Given instruction A :: In the forum thread on MySQL locks, reproduce word for word the stretch from "But I'm not" through "a bad idea.".
Given instruction B :: For each statement below, decide whether the forum thread on MySQL locks agrees with it, answering yes or no and quoting the deciding words exactly: (i) Named locks are released automatically once the connection closes. (ii) The suggested pattern for lock names is appname.username.lockname. (iii) A lock name is private to a single user's account.
Given instruction C :: List every lock-related MySQL command or function that the prose of the forum thread on MySQL locks names.

Instead of removing rows you could intead set their state to "dead" and that would allow you to manually check for tasks hanging around and terminate them appropriately.

That might seem a complex approach for a simple problem, but I can't think of anything much simpler which doesn't assume running on the same host and doesn't risk multiple instances running concurrently.

@harry @Cartroo Many thanks both - great ecosystem here on PA!

I was hoping to use a simpler approach in MySQL with LOCK TABLES, e.g. http://dev.mysql.com/doc/refman/5.0/en/lock-tables.html - do you think this may be feasible? The lock(s) are released when the process / MySQL session terminates, either normally or abnormally (or of course on UNLOCK TABLES).

But I'm not sure if there's a non-blocking way in MySQL to test if a table is already locked, or does it always wait?

Also, can I assume that each of my processes has a separate MySQL session?

Ta, Jim

Yes, you could use locks - that's not a bad idea.

I think you'd want to use named locks rather than LOCK TABLES - see GET_LOCK() for lock acquiry with a timeout. However, I'm not sure if PA users have the relevant permissions to use them. Also be aware that names are server-wide so prefix names with your username.

EDIT:

So I just did a quick test and GET_LOCK() seems to work as expected. Remember what I said about prefixing lock names with your username, or some other string you're certain is unique. I would suggest something like username.appname.lockname, so if I had an application called feedscraper then my code might include this snippet:

def current_instance(cur):
    cur.execute("SELECT GET_LOCK('cartroo.feedscraper.running')")
    row = cur.fetchone()
    return (row and row[0])

def main(argv):
    # ...
    conn = MySQLdb.connect(...)
    cur = conn.cursor()
    if not current_instance(cur):
        return 1
    # ...

if __name__ == "__main__":
    sys.exit(main(sys.argv))

Also remember that these named locks are connection-oriented - they're automatically released when the connection closes. They can also be explicitly released prior to this with RELEASE_LOCK(), but if you want the lock held over the lifetime of your application then you shouldn't need this. So, make sure you keep your connection alive - sending MySQL pings is useful for this. If you find your connection isn't alive when you ping, make sure you re-acquire the lock when you've re-created your connection - if the lock has been taken by someone else in the small gap, that process will have to exit.

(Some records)
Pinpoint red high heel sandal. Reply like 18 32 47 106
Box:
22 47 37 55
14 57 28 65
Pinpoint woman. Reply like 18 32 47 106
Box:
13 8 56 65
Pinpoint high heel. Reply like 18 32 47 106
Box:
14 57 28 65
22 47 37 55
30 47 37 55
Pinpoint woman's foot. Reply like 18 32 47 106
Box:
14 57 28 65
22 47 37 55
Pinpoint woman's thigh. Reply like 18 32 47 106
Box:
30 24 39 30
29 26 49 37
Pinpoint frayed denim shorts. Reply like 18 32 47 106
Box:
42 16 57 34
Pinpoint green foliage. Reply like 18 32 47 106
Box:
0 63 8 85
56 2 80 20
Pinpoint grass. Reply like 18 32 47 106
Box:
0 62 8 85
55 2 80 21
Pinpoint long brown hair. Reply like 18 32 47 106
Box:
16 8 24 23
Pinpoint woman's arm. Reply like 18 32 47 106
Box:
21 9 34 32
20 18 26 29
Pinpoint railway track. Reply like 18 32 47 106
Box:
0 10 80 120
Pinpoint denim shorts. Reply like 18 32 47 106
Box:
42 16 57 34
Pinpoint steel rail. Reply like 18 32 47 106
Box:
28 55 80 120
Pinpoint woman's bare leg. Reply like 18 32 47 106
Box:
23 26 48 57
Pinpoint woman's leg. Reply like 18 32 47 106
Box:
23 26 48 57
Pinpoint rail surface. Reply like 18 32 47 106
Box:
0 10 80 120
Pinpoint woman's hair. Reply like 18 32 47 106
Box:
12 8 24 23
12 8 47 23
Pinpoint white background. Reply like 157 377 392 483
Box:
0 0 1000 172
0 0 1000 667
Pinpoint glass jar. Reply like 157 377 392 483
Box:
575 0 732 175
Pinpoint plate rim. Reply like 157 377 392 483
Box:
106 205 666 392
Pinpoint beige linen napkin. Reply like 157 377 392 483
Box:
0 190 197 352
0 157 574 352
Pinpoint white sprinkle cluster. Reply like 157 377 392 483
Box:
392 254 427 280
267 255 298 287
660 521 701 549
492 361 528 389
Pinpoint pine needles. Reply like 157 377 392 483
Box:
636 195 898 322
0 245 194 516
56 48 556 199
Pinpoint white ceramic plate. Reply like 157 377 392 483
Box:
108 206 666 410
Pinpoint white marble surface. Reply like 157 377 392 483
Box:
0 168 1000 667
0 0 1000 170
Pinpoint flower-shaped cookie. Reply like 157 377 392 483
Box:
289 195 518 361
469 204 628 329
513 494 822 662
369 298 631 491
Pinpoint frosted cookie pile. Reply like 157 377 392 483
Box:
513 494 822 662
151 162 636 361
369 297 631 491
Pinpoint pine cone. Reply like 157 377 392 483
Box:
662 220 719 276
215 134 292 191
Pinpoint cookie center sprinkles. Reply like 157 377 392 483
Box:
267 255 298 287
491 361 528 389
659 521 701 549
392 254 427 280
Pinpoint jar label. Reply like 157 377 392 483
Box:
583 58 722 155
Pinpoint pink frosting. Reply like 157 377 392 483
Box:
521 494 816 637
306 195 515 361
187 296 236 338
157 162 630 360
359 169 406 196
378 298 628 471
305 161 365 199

Exercise answer A ::
But I'm not sure if there's a non-blocking way in MySQL to test if a table is already locked, or does it always wait?

Also, can I assume that each of my processes has a separate MySQL session?

Ta, Jim

Yes, you could use locks - that's not a bad idea.

Exercise answer B ::
(i) Yes: "they're automatically released when the connection closes"
(ii) No: "I would suggest something like username.appname.lockname"
(iii) No: "names are server-wide so prefix names with your username"

Exercise answer C ::
LOCK TABLES
UNLOCK TABLES
GET_LOCK()
RELEASE_LOCK()